====== Provided text

A few months ago there was much huffing and puffing on social media over artist and poet Rupi Kaur’s photograph that she took as part of “Period, a project for her visual rhetoric course at the University of Waterloo,” that was taken down by Instagram. The photo showed the artist curled up in bed, fully clothed, menstruating, and a bit of blood had visibly leaked through her pants and onto the bed. Even though her first line “i bleed each month to help make humankind a possibility” put things into perspective, I was still pretty uncomfortable with the photos. I am rarely uncomfortable with stuff like this, and I am definitely not uncomfortable talking about the lining of my uterus shedding each month, but somehow could not wrap my brains around the photos. Just like I would rather not see photos of people pooping, I’d rather not have to see photos of women changing their sanitary napkins. That’s just me and in no way being a critique to the artist. And now I can hear my daughter cracking up at the knowledge of her mom having used the word “poop” in her writing.

============

Work to complete ->
Continue the essay about Rupi Kaur's photograph of menstruation from the point at which it stops.

====== Supplied records

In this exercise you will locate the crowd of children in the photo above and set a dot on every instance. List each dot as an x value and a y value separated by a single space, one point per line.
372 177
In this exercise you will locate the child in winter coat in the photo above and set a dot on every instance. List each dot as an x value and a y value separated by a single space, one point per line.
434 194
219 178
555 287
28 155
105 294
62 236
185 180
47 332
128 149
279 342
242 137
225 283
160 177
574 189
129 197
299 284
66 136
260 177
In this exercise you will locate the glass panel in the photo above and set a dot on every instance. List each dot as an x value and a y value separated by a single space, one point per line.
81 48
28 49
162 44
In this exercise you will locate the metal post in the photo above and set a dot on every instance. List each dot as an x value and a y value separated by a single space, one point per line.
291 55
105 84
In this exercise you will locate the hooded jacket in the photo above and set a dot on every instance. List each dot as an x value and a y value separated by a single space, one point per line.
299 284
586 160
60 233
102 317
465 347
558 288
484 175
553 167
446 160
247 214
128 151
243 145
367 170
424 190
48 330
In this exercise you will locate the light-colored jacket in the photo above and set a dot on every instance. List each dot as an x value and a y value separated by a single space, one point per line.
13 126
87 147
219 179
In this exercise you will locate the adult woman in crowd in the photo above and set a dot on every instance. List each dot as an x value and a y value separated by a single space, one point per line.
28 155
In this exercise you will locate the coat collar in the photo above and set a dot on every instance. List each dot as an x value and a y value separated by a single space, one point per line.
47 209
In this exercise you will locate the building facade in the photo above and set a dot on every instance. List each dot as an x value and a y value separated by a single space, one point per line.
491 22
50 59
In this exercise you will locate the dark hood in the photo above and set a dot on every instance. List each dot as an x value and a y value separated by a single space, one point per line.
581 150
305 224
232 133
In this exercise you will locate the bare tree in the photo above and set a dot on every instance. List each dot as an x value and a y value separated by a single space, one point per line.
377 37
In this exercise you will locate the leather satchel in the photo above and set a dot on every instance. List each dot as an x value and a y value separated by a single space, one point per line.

============

Answer to this exercise ->
I’m sure all this period talk already has you squirming in your seat. If this is uncomfortable for you, you have surely not been that girl purchasing sanitary napkin for yourself back home when I was growing up. Let me tell you just how horrific that experience was compared to the above artistic project. And here I shall introduce you to “the little black bag”.
The little black plastic bag was like a scene straight out of a horror movie. It instantaneously gave you a sick feeling in your stomach. You could feel the pain and embarrassment of any girl you encountered on the street carrying such a bag, walking as fast as she possibly could, avoiding any eye contact. Wait, the eye contact part was relevant for most all girls our age when walking the streets. I would walk past a group of boys almost every evening to my neighborhood “paaner dokan” for some fountain Pepsi (remember those?). I never once made eye contact in two whole years. Well, maybe I tried to peek through the streams of Paan Parag and Chutki packets that hung around the little shack like a curtain.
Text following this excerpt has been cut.